### [Exercise]
Continue the blog post about the third chemotherapy cycle, picking up right after its last sentence.
╭─ Document excerpt
Let The Happiness Find You

These last couple of weeks have felt like quite the whirlwind. Returning from Houston, summer coming to an end, school starting, and cycle 3 of chemo! I am officially halfway done with this chemotherapy regimen! You can’t see it but I’m doing a little happy dance. Feel free to join me!

Cycle 3 really gave me a run for my money, though. My numbers were good enough that I was able to ask my local oncologist to give me the full dose of gemcitabine (which I haven’t had since the first day of the first cycle). I was pretty exhausted for a few days but it was nothing I couldn’t handle. My levels were high enough on day 8 to maintain the full dose of gemcitabine and get the full dose of the docetaxel. That combo KICKED my butt. I slept a lot and didn’t feel so great. It also turns out that I picked up a virus from one of my kiddos which just increased my fatigue and body aches exponentially. Luckily, the timing was right because I got sick before my levels were affected by the chemo; my immune system hadn’t yet checked out and was able to fight off whatever mysterious “first week of school” virus that made its way home.

If I had the choice, would I ask for the full doses again? Yeah, yeah I would. I want to do anything and everything I can to get rid of this thing. I would, however, be a bit more prepared and a lot more realistic about how I was going to feel. Thankfully, I have a husband (and kids) who aren’t afraid to tell me to just sit down when I need it. That’s who I fight for. Those are my reasons for enduring the poison and the scans and the surgeries and all of it. So, yes, I’d absolutely speak up and ask again for as much as they can give me. I’ve got plans that I don’t want to miss. Graduations and weddings and grandbabies and vacations. A little bit of toxic medicine doesn’t seem like much of a trade if you ask me.
╰─
╭─ Given entries
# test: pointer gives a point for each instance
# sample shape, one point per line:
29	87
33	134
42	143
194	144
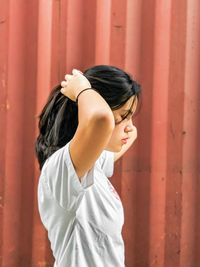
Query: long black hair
58	119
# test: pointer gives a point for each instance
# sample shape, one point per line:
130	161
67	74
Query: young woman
85	126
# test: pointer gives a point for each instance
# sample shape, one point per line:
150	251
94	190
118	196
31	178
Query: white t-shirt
84	219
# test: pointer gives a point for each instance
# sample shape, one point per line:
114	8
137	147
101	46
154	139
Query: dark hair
58	120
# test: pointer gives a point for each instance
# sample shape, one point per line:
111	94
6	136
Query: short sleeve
107	164
62	179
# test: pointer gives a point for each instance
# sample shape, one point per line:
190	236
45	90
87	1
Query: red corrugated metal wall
158	179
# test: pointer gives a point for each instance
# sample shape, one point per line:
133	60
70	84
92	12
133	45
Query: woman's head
58	120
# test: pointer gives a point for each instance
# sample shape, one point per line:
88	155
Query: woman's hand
74	84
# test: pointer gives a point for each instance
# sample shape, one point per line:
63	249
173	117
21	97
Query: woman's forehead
129	106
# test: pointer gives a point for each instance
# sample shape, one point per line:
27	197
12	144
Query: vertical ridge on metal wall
158	179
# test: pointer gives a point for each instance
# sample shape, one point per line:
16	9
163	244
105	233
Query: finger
75	71
68	76
63	84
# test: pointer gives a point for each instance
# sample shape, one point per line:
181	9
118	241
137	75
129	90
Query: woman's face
123	128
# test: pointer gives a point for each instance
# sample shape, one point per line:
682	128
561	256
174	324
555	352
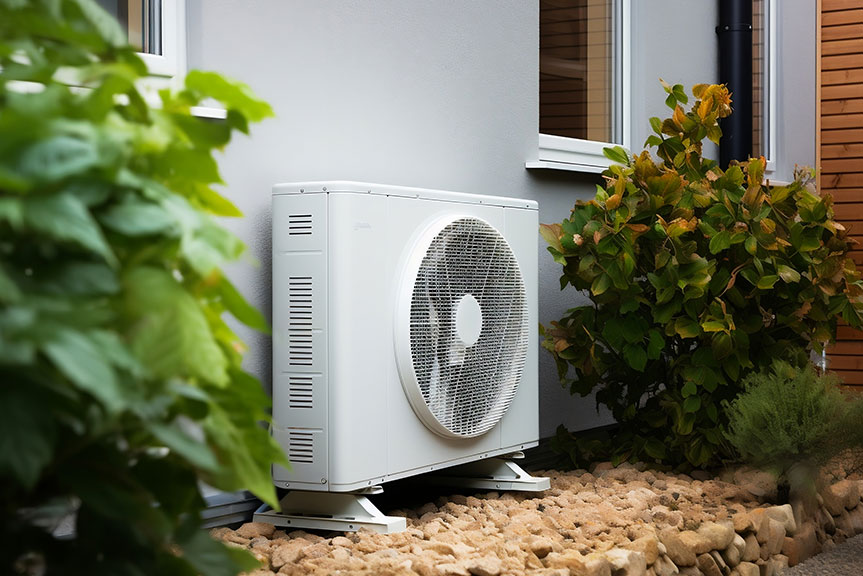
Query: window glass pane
759	78
577	69
142	19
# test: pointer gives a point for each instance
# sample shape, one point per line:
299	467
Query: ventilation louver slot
299	225
300	301
301	447
300	348
300	392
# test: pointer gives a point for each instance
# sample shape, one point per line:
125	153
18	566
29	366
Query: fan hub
468	320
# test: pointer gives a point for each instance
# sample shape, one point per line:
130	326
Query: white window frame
574	154
171	63
771	32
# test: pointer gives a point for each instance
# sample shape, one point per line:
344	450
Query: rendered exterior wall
439	94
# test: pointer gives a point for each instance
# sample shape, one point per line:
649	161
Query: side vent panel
301	392
300	407
301	447
300	225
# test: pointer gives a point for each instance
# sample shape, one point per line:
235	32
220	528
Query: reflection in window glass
142	19
577	69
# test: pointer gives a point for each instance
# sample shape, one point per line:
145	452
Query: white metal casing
339	409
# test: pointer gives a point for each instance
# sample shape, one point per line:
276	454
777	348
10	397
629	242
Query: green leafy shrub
791	421
120	382
695	275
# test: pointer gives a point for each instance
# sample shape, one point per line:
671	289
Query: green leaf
209	246
76	356
654	448
600	284
64	217
713	326
687	328
635	356
139	218
170	334
720	242
58	157
27	432
787	274
655	344
689	388
196	452
692	404
234	95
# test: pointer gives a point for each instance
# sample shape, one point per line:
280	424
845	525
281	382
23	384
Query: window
764	80
156	28
583	82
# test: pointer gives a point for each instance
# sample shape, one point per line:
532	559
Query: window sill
565	166
570	154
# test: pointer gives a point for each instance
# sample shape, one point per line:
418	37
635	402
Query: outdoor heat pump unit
404	343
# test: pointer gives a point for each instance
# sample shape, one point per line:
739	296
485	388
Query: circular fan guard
462	390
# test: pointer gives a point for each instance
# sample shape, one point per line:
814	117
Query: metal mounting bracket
329	511
490	474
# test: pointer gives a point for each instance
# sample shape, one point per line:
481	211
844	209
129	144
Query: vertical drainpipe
735	71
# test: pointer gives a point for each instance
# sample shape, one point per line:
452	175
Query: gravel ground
844	560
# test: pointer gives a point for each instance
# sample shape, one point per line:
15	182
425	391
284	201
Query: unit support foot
490	474
329	511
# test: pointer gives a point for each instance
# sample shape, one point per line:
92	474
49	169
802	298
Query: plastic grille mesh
468	388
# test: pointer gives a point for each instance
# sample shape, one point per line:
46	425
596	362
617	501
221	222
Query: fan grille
468	388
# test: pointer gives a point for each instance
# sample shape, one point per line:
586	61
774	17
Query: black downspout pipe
735	71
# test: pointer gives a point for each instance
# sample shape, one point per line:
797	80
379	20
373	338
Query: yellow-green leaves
695	275
122	381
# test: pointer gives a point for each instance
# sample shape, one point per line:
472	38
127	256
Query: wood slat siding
841	149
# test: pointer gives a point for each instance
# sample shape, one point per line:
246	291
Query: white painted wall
440	94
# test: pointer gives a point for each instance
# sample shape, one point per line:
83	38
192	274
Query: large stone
855	518
679	551
731	555
626	562
845	494
452	569
647	545
256	529
752	551
747	569
718	535
485	566
542	547
708	566
288	552
758	483
776	536
784	514
802	545
664	567
740	543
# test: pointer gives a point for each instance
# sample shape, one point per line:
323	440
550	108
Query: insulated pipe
735	71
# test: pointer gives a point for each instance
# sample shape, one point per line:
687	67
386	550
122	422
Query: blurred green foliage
791	422
120	381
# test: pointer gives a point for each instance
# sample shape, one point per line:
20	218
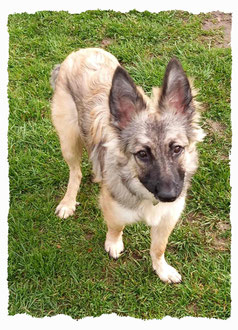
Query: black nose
166	193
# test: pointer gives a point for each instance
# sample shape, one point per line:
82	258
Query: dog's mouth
166	199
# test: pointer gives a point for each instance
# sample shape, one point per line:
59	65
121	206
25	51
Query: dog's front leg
114	243
159	239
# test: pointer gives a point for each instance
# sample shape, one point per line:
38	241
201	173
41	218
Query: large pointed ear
124	99
176	91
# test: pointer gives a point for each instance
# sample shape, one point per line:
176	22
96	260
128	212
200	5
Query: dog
142	149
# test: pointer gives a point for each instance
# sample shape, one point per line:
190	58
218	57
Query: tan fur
81	116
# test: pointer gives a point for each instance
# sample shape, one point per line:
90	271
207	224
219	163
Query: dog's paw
64	210
168	274
114	249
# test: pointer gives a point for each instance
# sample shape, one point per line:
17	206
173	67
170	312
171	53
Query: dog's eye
142	154
177	149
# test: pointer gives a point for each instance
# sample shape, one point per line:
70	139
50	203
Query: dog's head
157	135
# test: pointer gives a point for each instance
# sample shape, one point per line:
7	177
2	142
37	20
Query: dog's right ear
124	99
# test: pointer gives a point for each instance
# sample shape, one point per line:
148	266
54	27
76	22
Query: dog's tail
54	75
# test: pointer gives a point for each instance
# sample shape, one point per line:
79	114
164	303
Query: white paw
168	273
64	210
114	248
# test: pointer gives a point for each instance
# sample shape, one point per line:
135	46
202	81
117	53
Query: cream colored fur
81	116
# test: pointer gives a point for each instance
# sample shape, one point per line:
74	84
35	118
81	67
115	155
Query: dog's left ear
176	91
124	99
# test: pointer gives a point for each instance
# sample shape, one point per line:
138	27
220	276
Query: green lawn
59	266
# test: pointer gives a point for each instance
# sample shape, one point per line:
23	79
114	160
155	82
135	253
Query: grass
59	266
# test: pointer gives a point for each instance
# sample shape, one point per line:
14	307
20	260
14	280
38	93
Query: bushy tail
54	75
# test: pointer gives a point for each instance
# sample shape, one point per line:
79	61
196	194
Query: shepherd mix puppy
143	150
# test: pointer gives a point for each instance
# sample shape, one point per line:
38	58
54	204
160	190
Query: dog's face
156	134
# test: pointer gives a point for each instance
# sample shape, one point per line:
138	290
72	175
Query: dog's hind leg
65	119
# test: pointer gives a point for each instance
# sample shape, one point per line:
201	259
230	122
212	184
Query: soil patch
219	20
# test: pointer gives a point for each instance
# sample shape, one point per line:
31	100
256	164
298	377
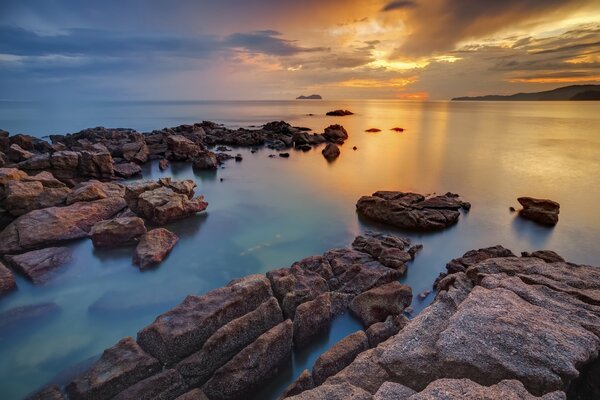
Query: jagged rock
294	286
331	151
165	385
40	265
376	304
339	356
335	134
119	367
227	341
153	247
459	389
382	331
302	383
184	329
252	366
117	232
334	392
392	391
127	170
206	160
56	224
542	211
7	280
410	210
14	319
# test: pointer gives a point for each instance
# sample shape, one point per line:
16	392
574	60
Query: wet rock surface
412	211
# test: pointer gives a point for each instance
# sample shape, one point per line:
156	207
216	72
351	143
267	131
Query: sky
280	49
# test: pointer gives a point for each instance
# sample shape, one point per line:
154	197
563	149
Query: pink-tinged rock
153	247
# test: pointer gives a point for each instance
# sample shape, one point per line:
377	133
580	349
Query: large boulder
339	356
412	211
40	265
56	224
227	341
542	211
117	232
253	366
184	329
7	280
119	367
153	247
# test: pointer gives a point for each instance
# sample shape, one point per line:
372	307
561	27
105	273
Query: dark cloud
399	5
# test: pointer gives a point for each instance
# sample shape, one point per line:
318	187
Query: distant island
573	92
311	97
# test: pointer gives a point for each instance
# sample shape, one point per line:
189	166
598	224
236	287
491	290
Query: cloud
399	5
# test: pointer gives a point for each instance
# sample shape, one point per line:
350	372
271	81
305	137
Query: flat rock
56	224
377	304
339	356
542	211
119	367
117	232
411	211
253	366
7	280
184	329
228	340
153	247
40	265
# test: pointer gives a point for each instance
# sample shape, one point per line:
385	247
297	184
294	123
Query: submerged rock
40	265
412	211
153	247
541	211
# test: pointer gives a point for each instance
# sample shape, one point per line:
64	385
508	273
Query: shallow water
269	212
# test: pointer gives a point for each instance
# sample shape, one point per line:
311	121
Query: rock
165	385
381	331
450	389
206	160
376	304
339	356
410	210
227	341
164	205
56	224
334	392
40	265
184	329
391	391
127	170
302	383
195	394
17	154
119	367
335	134
51	392
331	151
94	190
153	247
294	286
117	232
163	164
7	280
253	366
15	319
546	255
339	113
541	211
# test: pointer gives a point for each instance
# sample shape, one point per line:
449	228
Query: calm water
269	212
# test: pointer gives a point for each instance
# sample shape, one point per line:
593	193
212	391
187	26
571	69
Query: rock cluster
412	211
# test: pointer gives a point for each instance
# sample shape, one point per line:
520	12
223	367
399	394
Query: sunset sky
269	49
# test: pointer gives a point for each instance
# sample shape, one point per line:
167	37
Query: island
573	92
311	97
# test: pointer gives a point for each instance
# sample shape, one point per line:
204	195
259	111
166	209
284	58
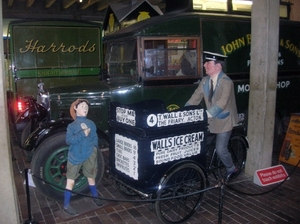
╰─
### [Written answer]
Sitting back is something I feel like I do a lot lately. Not swimming in the lake, not riding the bike, not staying up late, this list keeps getting longer. Cancer keeps trying to steal my time and our fun. But I won’t let it. I just have to find different ways to make the fun happen. Did the kids and I shoot tiny rubber chickens at each other today instead of doing the dishes? You bet your Aunt Fanny we did. Did we make silly faces and dance around the house singing together? Of course. I still try to do the normal stuff. We took the kids apple picking on Sunday but I had to do a lot more resting than picking (or at least that’s how it felt). But we picked apples and rode the hayride and took pictures and ate donuts. And, for a little while, I almost forgot I even have cancer. Sometimes, sitting even makes it so that the happiness jumps right into my lap. Ask my kids, it’s one of their favorite spots.

So, if you’re feeling miserable or sick or sad or tired, find happiness where you can. It may not always come in the same way or the same form, but it’s there if you look for it. Snuggles, smiles, beautiful weather, a good book, a great song, a fresh cup of coffee. Take the joy when it comes, no matter how small or insignificant it may seem. It just might help you forget to be unhappy.

PS For anyone that’s maybe been wondering, I still have hair! Ha! It’s thinned out a great deal but I don’t need my “Bald Is Beautiful” sash yet.